### MATERIAL PROVIDED
######
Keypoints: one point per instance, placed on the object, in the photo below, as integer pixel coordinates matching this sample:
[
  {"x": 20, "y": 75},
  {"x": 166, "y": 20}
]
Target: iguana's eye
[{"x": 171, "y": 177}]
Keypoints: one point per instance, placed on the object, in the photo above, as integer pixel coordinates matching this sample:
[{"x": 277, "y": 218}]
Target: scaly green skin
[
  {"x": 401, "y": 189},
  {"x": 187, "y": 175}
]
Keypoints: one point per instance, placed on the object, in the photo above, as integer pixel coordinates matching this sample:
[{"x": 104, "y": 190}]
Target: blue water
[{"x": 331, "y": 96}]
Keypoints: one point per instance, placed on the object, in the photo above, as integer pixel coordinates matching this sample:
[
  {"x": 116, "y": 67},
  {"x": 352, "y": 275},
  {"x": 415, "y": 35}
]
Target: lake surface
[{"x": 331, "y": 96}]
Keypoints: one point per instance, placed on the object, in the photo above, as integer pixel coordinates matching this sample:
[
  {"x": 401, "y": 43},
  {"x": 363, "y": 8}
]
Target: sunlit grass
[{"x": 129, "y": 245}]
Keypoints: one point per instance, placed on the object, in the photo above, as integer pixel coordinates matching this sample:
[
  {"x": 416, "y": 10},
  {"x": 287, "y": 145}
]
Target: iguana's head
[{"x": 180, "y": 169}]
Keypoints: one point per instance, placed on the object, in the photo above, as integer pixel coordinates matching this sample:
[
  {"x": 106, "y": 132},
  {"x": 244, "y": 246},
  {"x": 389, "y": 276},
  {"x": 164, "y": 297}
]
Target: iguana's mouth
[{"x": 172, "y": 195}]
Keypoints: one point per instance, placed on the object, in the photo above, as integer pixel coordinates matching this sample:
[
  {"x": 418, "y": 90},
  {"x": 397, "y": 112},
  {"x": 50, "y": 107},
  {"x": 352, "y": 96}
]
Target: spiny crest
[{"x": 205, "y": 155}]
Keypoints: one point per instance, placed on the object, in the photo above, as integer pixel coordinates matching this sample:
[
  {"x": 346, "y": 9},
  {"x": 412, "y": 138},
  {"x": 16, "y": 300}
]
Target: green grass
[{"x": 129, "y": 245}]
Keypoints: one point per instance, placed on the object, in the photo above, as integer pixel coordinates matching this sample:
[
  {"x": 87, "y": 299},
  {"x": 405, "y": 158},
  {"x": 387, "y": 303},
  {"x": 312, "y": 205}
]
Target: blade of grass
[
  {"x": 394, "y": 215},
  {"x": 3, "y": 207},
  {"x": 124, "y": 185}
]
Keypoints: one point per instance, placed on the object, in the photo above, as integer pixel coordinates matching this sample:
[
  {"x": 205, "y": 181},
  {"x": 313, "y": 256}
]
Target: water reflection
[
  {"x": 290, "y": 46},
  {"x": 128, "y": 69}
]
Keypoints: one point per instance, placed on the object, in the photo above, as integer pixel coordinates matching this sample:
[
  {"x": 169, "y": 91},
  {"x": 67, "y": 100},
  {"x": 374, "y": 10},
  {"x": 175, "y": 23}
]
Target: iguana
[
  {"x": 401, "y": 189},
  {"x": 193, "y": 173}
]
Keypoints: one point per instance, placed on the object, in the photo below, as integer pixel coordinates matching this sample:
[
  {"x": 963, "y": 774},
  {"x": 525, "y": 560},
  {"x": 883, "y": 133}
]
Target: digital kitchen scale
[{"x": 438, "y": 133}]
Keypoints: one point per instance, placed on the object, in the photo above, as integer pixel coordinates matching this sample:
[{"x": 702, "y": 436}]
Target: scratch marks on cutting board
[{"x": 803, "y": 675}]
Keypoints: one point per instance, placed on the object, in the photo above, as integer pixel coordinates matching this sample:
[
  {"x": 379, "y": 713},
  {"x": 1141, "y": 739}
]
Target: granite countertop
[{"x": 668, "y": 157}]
######
### SHORT TASK
Set down the material above again, word for word.

### PROBLEM SOLUTION
Keypoints: one point per instance, placed on the object, in the photo below, as integer pixel coordinates matching this sample:
[
  {"x": 20, "y": 75},
  {"x": 166, "y": 20}
]
Target: iguana's eye
[{"x": 171, "y": 177}]
Keypoints: one point per instance, placed on the object, in the photo above, as integer pixel coordinates matching this sample:
[{"x": 277, "y": 218}]
Target: scaly green skin
[
  {"x": 401, "y": 189},
  {"x": 187, "y": 175}
]
Keypoints: one point per instance, placed on the object, in the photo above, as integer pixel coordinates matching this sample:
[{"x": 104, "y": 190}]
Target: blue water
[{"x": 331, "y": 96}]
Keypoints: one point per instance, placed on the object, in the photo above, as integer pixel coordinates matching this sample:
[
  {"x": 116, "y": 67},
  {"x": 352, "y": 275},
  {"x": 415, "y": 35}
]
Target: lake surface
[{"x": 331, "y": 96}]
Keypoints: one point per instance, placed on the object, in the photo above, as integer pixel coordinates matching this sample:
[
  {"x": 401, "y": 43},
  {"x": 363, "y": 8}
]
Target: sunlit grass
[{"x": 129, "y": 245}]
Keypoints: one point per instance, placed on the object, in the photo above, as integer pixel coordinates matching this sample:
[
  {"x": 416, "y": 10},
  {"x": 287, "y": 145}
]
Target: iguana's head
[{"x": 180, "y": 169}]
Keypoints: one point per instance, placed on the object, in the photo above, as integer pixel coordinates matching this sample:
[
  {"x": 106, "y": 132},
  {"x": 244, "y": 246},
  {"x": 389, "y": 276},
  {"x": 164, "y": 297}
]
Target: iguana's mouth
[{"x": 172, "y": 195}]
Keypoints: one point per instance, placed on the object, in the photo above, as integer pixel coordinates matching this sample:
[
  {"x": 418, "y": 90},
  {"x": 397, "y": 112},
  {"x": 50, "y": 107},
  {"x": 352, "y": 96}
]
Target: spiny crest
[{"x": 205, "y": 155}]
Keypoints: one point per instance, placed on the object, in the photo above, as integer pixel coordinates matching this sample:
[
  {"x": 346, "y": 9},
  {"x": 412, "y": 138},
  {"x": 16, "y": 300}
]
Target: green grass
[{"x": 129, "y": 245}]
Keypoints: one point per instance, placed on the object, in the photo above, as integer pixel coordinates matching this sample:
[
  {"x": 87, "y": 299},
  {"x": 405, "y": 158},
  {"x": 387, "y": 303},
  {"x": 312, "y": 205}
]
Target: blade of grass
[
  {"x": 394, "y": 215},
  {"x": 3, "y": 207},
  {"x": 124, "y": 185}
]
Keypoints: one point per instance, placed on the object, in the photo above, as integer pixel coordinates matching this sample:
[
  {"x": 205, "y": 181},
  {"x": 313, "y": 256}
]
Target: water reflection
[
  {"x": 290, "y": 46},
  {"x": 128, "y": 69}
]
Keypoints: one point per instance, placed on the object, in the photo above, as integer pixel coordinates matching this sample:
[
  {"x": 169, "y": 91},
  {"x": 67, "y": 100},
  {"x": 374, "y": 10},
  {"x": 175, "y": 23}
]
Target: iguana
[
  {"x": 401, "y": 189},
  {"x": 193, "y": 173}
]
Keypoints: one point per instance, placed on the object, in the photo below, as integer pixel coordinates matching this sample:
[
  {"x": 963, "y": 774},
  {"x": 525, "y": 560},
  {"x": 883, "y": 133}
]
Target: digital kitchen scale
[{"x": 438, "y": 133}]
Keypoints: one point per instance, placed on the object, in the photo above, as integer pixel coordinates matching this sample:
[{"x": 702, "y": 436}]
Target: scratch marks on cutting board
[{"x": 803, "y": 675}]
Keypoints: one point per instance, placed on the object, in the photo above, as integer pixel coordinates matching this sample:
[
  {"x": 379, "y": 713},
  {"x": 1141, "y": 739}
]
Target: granite countertop
[{"x": 668, "y": 157}]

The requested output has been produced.